Selected excerpt:

● ● ●

Tips designed to help customers make safe grocery choices:
Over the years, prices at consumers’ local grocery stores have been rising at an ever-infuriating rate. This can lead to people, for good reason, to buy products at discounted prices, even if said products often look like they have seen better days. Although this is understandable, it can be wasteful, and in some cases, dangerous. Even so, there are signs you can be on the lookout for in order to avoid wasting money, or worse, becoming ill.
When it comes to meats, one important thing to lookout for is the color. Meat consumers should not buy and meat that is gray or green. This is a sign of spoilage, indicating (at the least) the meat will not last for very long. According to the Tasting Table, “beef should be red or dark pink, pork should be pink, and chicken should be yellowy-white.” Any other color isn’t normal, and consumers are warned to avoid purchasing a product that doesn’t fit one of the aforementioned categories.
Another sign for any meat, which also goes for fish, is the smell. There should not be any rancid or foul smelling odor coming from your product, and if there is, this is another sign of spoilage. The smell can be the work of bacteria decomposing the product.
It is not uncommon for people to fail to see (or even smell) these signs, and end up either getting sick from the meat they consume, or throwing it out without being able to cook it. In short, buying said products does not save money in the log haul.
In fact, according to a study done by the United States Department of Agriculture (USDA), in 2010, approximately 30% of meat, poultry, and fish purchased by consumers were thrown out without ever being eaten. This amounts to a whopping $48 billion dollars of food wasted in one year. Ironically this is a problem that could be easily prevented if shoppers paid more attention to the products they are purchasing during their weekly trips to their local grocery store, and more carefully planned their meals to account for shelf-life.

● ● ●

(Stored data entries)
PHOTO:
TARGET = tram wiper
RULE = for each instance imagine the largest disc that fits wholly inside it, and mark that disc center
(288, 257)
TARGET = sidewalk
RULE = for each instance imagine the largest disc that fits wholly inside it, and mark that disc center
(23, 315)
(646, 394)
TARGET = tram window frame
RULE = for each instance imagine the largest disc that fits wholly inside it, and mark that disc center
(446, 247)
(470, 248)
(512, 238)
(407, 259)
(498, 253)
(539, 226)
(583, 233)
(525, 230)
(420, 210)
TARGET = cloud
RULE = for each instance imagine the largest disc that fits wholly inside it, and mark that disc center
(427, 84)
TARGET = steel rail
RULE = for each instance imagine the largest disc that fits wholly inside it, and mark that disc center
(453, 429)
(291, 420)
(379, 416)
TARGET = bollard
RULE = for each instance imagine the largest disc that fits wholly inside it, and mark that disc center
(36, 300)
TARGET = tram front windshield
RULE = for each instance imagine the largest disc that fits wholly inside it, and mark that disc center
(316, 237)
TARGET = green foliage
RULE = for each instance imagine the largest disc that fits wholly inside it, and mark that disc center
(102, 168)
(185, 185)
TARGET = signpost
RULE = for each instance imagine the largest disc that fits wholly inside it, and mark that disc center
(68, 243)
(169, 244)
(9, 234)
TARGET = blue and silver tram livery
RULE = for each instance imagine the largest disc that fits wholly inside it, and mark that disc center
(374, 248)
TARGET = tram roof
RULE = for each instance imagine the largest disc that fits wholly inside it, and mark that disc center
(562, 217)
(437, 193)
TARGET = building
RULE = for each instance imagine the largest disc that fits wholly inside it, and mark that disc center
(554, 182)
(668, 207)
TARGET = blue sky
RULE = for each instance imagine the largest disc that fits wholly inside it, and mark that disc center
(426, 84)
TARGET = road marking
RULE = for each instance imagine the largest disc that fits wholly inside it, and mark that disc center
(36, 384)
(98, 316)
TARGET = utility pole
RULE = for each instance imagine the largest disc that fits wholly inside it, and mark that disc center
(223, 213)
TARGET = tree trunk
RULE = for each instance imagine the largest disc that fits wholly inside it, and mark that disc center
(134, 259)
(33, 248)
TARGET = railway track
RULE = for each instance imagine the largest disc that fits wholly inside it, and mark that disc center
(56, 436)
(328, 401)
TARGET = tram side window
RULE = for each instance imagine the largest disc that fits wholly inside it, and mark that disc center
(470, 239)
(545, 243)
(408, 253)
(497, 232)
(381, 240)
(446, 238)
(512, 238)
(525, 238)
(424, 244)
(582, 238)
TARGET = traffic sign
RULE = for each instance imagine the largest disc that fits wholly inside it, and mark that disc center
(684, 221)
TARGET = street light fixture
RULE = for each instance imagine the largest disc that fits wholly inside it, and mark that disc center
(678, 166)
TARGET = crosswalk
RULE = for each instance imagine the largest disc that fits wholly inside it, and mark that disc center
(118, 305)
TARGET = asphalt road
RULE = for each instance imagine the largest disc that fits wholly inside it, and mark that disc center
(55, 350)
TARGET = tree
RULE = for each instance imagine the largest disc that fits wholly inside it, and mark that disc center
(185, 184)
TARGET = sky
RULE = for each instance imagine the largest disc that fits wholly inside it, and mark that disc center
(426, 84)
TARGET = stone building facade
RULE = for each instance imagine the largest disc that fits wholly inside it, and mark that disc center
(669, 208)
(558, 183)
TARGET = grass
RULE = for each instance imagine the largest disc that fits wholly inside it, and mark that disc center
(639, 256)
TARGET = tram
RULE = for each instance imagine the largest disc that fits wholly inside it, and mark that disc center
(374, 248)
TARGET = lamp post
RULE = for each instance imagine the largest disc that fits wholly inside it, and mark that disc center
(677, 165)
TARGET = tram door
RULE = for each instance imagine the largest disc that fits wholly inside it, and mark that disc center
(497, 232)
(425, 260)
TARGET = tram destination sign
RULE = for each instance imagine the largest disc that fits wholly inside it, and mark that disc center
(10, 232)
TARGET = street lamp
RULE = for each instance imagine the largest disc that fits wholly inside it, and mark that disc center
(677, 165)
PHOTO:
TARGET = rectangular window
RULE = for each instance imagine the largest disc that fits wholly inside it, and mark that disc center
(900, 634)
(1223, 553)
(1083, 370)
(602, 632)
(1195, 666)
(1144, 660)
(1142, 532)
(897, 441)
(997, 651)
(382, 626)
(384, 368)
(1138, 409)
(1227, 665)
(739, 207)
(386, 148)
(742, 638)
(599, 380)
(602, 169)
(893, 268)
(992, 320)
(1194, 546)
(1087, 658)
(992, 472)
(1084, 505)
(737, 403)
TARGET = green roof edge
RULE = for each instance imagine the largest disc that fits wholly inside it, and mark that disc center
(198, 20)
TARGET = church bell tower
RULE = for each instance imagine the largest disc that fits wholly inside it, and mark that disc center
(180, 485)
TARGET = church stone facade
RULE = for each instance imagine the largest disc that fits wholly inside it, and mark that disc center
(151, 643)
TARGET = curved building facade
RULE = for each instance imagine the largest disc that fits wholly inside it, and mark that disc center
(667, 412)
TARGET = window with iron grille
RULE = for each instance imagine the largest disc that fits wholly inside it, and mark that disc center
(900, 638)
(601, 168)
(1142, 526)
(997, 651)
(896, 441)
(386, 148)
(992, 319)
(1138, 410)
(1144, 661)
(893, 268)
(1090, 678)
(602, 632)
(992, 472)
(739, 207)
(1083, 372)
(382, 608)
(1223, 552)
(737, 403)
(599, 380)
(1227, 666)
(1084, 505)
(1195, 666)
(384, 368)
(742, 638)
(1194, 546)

● ● ●

Exercise details:
Answer these questions using the grocery shopping tips:
1. According to the Tasting Table quote, what color should chicken be?
2. Besides meat, what food does the smell warning also cover?
3. According to the USDA study, roughly what share of meat, poultry, and fish bought by consumers in 2010 was thrown out without being eaten?
The items have no connection to the grocery shopping tips.

Answer box:
1. Yellowy-white.
2. Fish.
3. Approximately 30%.